Using the Chain Rule: Finding a Derivative

Date: 2/26/96 at 8:47:29
From: Muhammad Momin Rashid
Subject: Derivative

I would like to know the solution to the following:

 d/dx sin(sin (2cos(2x/3))) = ?

Date: 2/28/96 at 11:11:31
From: Doctor Byron
Subject: Re: Derivative

Hi Muhammad,

Finding a derivative like this relies on the use of the 
chain rule:

d/dx(f(g(x)) = g'(x) * f'(g(x))

To apply your problem, we let f(x) = sin(x)
and g(x) = sin(2cos(2x/3))

d/dx(f(g(x)) = g'(x) * f'(g(x)) = d/dx sin(2cos(2x/3)) * cos(sin(2cos(2x/3))

Now we need to expand the first term using the chain rule.

▸ **Records provided**
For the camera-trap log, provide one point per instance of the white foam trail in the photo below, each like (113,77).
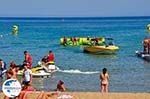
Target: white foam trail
(76,71)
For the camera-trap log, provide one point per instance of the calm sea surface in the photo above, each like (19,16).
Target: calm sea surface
(80,71)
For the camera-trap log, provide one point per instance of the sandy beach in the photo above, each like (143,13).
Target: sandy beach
(94,95)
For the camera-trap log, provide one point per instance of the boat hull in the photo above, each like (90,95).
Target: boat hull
(101,49)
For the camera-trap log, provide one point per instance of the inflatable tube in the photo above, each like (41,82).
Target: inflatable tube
(82,41)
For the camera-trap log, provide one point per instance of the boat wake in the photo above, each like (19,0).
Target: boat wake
(76,71)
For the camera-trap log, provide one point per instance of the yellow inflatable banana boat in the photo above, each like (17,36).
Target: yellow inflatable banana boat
(101,49)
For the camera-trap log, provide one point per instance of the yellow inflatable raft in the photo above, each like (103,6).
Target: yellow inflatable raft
(101,49)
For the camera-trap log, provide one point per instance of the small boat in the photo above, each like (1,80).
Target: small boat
(143,55)
(41,70)
(101,49)
(81,41)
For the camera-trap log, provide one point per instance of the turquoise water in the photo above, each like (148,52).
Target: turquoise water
(80,71)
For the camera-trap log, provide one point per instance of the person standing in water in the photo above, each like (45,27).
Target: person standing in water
(104,77)
(51,57)
(28,59)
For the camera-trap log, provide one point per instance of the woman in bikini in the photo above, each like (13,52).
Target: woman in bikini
(104,77)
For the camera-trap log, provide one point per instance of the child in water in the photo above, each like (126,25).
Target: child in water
(104,77)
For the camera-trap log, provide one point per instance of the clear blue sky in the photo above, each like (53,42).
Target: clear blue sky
(63,8)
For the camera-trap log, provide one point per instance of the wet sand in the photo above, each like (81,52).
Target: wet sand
(92,95)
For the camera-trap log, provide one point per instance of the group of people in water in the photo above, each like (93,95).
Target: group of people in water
(26,80)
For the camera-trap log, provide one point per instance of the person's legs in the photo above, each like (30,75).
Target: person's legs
(102,87)
(106,88)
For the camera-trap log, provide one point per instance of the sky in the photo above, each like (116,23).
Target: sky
(74,8)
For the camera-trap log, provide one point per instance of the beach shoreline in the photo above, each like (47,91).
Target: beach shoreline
(92,95)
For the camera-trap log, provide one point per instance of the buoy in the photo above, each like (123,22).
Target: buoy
(148,27)
(15,29)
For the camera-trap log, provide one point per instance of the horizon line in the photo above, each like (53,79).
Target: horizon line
(73,16)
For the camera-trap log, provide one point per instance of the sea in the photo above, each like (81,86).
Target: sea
(80,71)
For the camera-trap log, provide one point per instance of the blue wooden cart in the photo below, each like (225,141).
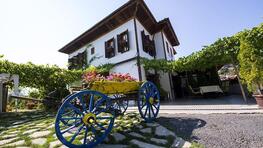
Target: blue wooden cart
(89,114)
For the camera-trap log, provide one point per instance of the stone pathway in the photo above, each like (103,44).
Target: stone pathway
(129,131)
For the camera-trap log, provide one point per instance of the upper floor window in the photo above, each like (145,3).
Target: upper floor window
(110,48)
(148,44)
(123,42)
(167,47)
(92,50)
(78,62)
(174,51)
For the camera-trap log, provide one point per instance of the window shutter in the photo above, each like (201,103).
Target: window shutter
(128,42)
(119,43)
(106,52)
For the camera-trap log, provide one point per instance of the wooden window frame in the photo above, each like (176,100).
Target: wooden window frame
(92,50)
(78,62)
(110,50)
(167,47)
(123,44)
(148,44)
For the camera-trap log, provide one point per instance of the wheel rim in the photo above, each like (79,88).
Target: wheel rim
(89,124)
(148,101)
(120,105)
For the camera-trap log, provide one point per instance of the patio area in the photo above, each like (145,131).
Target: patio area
(209,105)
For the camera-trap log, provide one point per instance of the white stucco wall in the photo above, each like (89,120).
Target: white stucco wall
(128,67)
(131,66)
(140,28)
(169,55)
(99,45)
(158,40)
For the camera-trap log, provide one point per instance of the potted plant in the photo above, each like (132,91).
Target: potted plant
(251,62)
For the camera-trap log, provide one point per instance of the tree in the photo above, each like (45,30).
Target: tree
(251,59)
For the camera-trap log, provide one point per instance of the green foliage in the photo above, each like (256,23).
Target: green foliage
(244,48)
(251,58)
(221,52)
(34,94)
(45,78)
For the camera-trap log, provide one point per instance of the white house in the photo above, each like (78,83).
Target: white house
(121,38)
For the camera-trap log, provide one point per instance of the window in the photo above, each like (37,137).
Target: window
(123,42)
(148,44)
(167,47)
(78,62)
(174,51)
(110,48)
(92,50)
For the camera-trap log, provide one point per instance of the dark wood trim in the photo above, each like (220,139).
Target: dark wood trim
(132,9)
(164,46)
(138,50)
(125,61)
(170,81)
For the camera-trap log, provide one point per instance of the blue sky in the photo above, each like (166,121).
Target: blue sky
(33,30)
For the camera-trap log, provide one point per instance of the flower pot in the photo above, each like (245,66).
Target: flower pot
(259,99)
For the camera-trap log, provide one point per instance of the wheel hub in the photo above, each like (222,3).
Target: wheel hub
(89,119)
(151,100)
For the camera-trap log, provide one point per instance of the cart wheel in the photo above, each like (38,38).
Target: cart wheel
(120,105)
(148,101)
(84,119)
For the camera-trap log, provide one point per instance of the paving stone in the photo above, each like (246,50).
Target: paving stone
(178,142)
(106,139)
(39,141)
(136,135)
(39,134)
(139,126)
(111,146)
(159,141)
(41,125)
(36,116)
(146,130)
(143,144)
(30,131)
(9,136)
(19,122)
(54,144)
(13,132)
(63,146)
(2,142)
(162,131)
(51,126)
(20,142)
(152,124)
(118,137)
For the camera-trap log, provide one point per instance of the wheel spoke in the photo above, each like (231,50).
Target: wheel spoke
(145,111)
(91,103)
(82,101)
(94,131)
(69,128)
(103,117)
(75,109)
(76,134)
(155,107)
(152,111)
(85,135)
(71,118)
(103,128)
(144,105)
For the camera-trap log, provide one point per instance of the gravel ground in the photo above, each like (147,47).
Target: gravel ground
(218,130)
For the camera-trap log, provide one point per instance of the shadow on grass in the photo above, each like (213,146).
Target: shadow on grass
(182,126)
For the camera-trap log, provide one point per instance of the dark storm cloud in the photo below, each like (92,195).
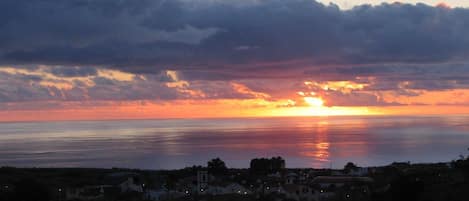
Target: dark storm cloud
(148,36)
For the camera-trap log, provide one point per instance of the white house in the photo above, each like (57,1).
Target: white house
(129,185)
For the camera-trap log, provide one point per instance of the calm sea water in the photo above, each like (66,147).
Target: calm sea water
(167,144)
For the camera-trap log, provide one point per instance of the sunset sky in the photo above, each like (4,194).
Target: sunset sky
(127,59)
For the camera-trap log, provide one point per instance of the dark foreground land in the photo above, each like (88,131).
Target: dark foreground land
(266,179)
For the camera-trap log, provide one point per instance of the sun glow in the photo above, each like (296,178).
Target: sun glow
(314,101)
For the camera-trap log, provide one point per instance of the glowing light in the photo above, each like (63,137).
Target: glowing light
(314,101)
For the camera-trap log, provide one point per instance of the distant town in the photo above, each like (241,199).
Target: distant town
(265,179)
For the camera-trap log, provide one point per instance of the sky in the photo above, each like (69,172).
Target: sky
(108,59)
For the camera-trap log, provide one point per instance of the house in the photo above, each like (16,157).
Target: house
(359,171)
(87,192)
(339,181)
(300,192)
(129,185)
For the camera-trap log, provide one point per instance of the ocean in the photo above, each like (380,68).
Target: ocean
(317,142)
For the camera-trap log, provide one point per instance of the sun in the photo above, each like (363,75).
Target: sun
(314,101)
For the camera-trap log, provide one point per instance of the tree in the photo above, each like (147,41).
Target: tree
(216,166)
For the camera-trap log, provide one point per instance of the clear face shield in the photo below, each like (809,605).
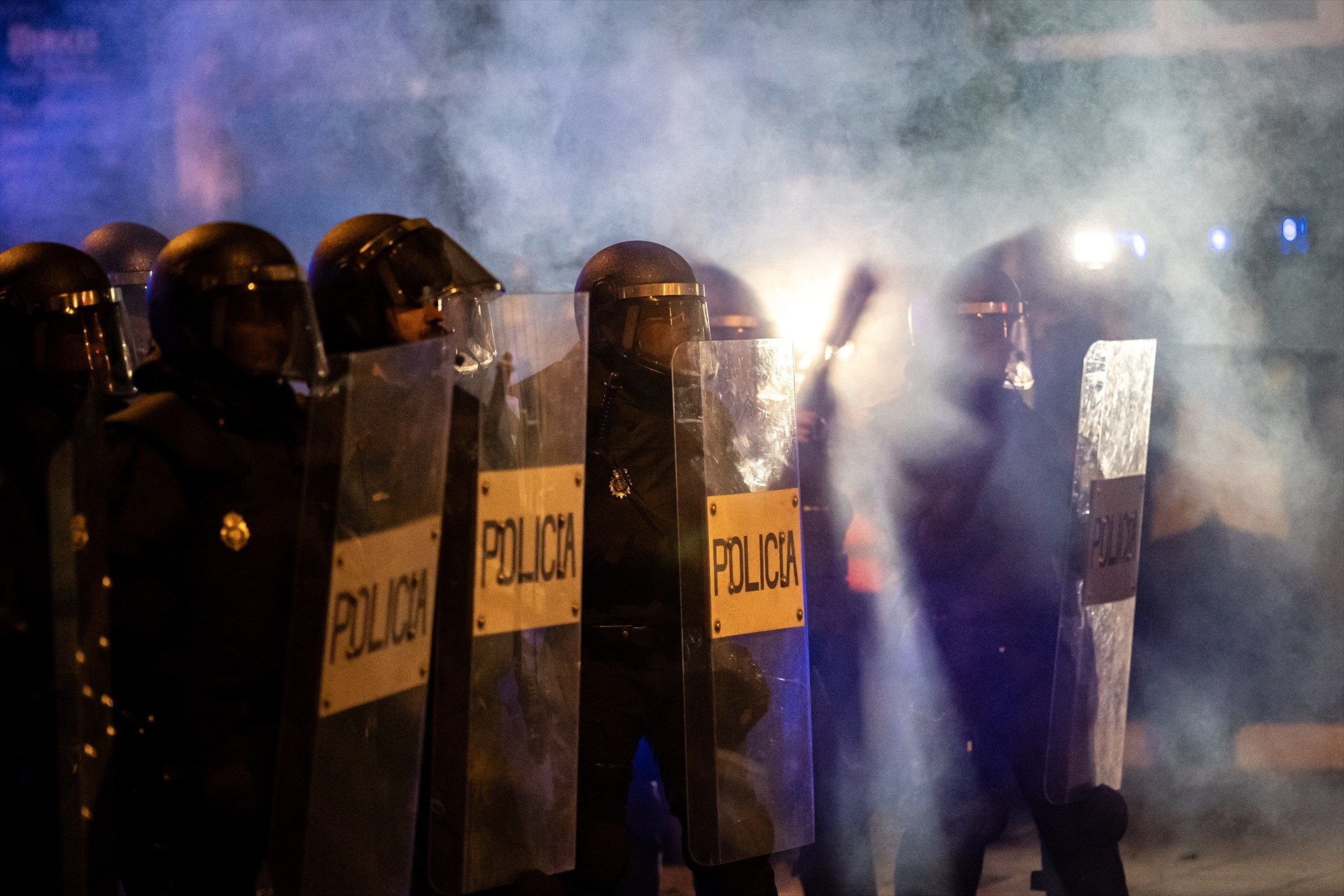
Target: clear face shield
(267,328)
(134,288)
(659,317)
(84,336)
(997,343)
(436,289)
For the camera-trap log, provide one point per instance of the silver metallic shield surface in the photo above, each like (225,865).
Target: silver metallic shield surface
(504,729)
(1097,610)
(362,624)
(77,516)
(743,612)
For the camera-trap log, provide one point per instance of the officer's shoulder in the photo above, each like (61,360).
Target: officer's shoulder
(171,426)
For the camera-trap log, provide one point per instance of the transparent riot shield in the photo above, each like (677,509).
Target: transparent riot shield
(743,612)
(77,519)
(503,757)
(362,624)
(1086,743)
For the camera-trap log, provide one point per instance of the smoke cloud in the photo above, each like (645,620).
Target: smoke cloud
(790,143)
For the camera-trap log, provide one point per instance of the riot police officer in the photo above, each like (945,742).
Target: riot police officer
(204,480)
(62,351)
(984,530)
(127,251)
(644,301)
(839,860)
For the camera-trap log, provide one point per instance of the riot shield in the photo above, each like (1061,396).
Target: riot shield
(77,522)
(362,624)
(503,747)
(1097,609)
(743,612)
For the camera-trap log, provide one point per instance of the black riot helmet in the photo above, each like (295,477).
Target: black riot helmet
(128,251)
(644,300)
(232,295)
(736,311)
(59,315)
(381,280)
(974,330)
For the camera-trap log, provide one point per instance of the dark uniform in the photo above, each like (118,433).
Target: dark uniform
(644,302)
(984,530)
(379,281)
(62,358)
(204,484)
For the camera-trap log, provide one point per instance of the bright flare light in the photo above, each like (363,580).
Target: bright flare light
(1094,248)
(802,301)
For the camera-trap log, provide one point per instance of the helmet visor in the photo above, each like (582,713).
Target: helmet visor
(267,330)
(84,336)
(655,327)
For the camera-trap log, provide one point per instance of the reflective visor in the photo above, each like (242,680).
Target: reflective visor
(417,265)
(85,335)
(655,327)
(265,330)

▸ **Exercise requirements**
1. Answer from the chain rule thread above:
(a) On what date and at what time was the original question posted?
(b) What function does the reply set f(x) equal to?
(c) What function does the reply set g(x) equal to?
2. Write a continuation of the chain rule thread, picking up right after its last sentence.

▸ **Answers to each task**
1.
(a) 2/26/96 at 8:47:29
(b) f(x) = sin(x)
(c) g(x) = sin(2cos(2x/3))

2.
Apply the chain rule to d/dx sin(2cos(2x/3)) by letting 
h(x) = sin(x) and k(x) = 2cos(2x/3)

d/dx sin(2cos(2x/3)) = k'(x) * h'(k(x)) = d/dx 2cos(2x/3) * cos(2cos(2x/3)) 
= -4/3sin(2x/3) * cos(2cos(2x/3))

Substituting back into what we found before, we see that the 
derivative in question equals:

cos(sin(2cos(2x/3)) * cos(2cos(2x/3)) * -4/3sin(2x/3)

I hope this was helpful.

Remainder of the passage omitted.